Set problem 1:
Locate every line in the entries below that contains the word "rock", and copy each of those lines.

Supplied passage:
- Born: 25 December 1877 La Hulpe, Province of Brabant, Belgium
- Died: 20 January 1970 (aged 92) Liège, Liège Province, Belgium
- Education: University of Liège, Wallonia, Belgium
- Known for: study of fold structures and cleavage, description the overthrust nappes
- Awards: Penrose Gold Medal (1952), Wollaston Medal (1957)
- Scientific career
- Fields: Geology, tectonics

= Paul Fourmarier =

Belgian geologist

Paul Frédéric Joseph Fourmarier (1877—1970) was a Belgian geologist and specialist in tectonics and stratigraphy, after whom the Fourmarierite mineral is named.

Fourmarier was born in La Hulpe, Province of Brabant, Belgium and studied at the University of Liège, graduating in 1899. He became a professor of geology at the university in 1920.

He won the Wollaston Medal in 1957 and the Penrose Gold Medal in 1952.

== Research ==
His specialist area was the study of fold structures and cleavage and he described the overthrust nappes in the Ardennes.

Exercise inputs:

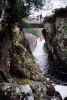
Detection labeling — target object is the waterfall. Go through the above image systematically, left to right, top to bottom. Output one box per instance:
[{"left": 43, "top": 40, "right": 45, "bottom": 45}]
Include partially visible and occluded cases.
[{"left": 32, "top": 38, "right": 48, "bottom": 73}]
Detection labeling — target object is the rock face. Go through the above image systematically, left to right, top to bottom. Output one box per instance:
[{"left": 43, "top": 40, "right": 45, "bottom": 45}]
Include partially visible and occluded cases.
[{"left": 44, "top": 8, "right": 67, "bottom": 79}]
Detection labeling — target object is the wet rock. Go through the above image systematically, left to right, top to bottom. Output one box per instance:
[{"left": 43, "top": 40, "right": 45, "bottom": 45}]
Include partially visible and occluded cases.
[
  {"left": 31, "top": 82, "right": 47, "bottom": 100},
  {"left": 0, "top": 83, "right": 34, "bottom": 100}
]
...
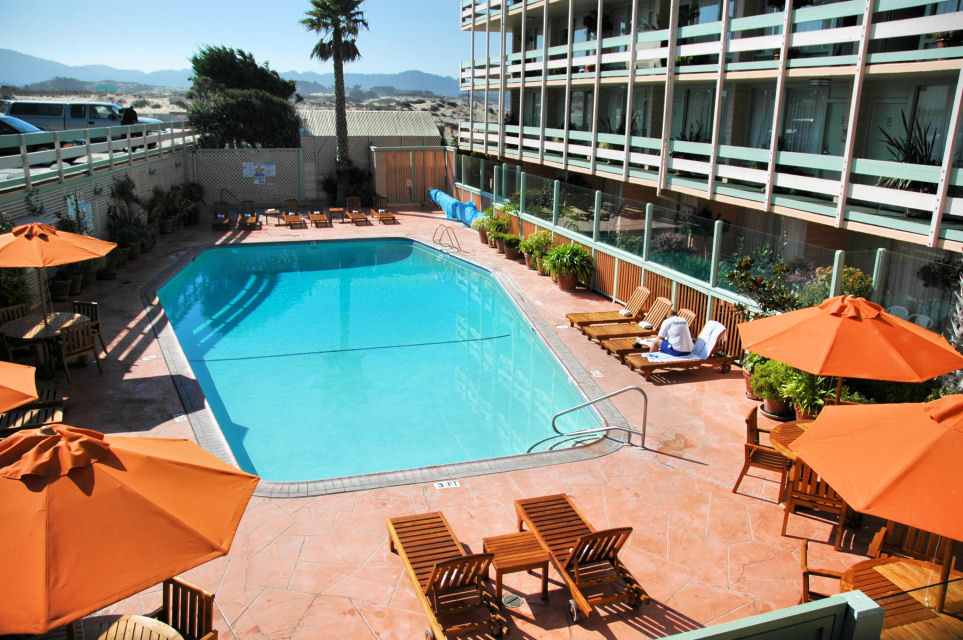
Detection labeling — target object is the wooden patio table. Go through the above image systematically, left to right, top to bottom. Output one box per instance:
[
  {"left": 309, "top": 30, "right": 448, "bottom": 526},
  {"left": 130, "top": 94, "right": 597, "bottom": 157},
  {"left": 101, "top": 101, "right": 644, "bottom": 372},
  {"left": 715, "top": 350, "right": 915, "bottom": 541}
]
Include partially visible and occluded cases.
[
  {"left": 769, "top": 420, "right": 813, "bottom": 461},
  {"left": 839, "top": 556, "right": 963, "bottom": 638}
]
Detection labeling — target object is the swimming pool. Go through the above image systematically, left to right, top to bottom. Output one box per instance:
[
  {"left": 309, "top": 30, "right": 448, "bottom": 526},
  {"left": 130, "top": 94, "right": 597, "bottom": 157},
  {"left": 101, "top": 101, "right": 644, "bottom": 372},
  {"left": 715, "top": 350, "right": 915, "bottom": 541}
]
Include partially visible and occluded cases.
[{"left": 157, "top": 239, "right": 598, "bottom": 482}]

Set problem 2:
Please copy part of the Fourmarier biography above. Begin at the words "- Scientific career" and stop after "university in 1920.".

Answer 1:
Detection labeling — target object is the rock face. Go through the above image systematically, left to right, top to bottom. Output one box per instance:
Detection labeling — target object is the wet rock. Go through the above image systematically, left to right, top to bottom. Output one box per instance:

Answer 2:
- Scientific career
- Fields: Geology, tectonics

= Paul Fourmarier =

Belgian geologist

Paul Frédéric Joseph Fourmarier (1877—1970) was a Belgian geologist and specialist in tectonics and stratigraphy, after whom the Fourmarierite mineral is named.

Fourmarier was born in La Hulpe, Province of Brabant, Belgium and studied at the University of Liège, graduating in 1899. He became a professor of geology at the university in 1920.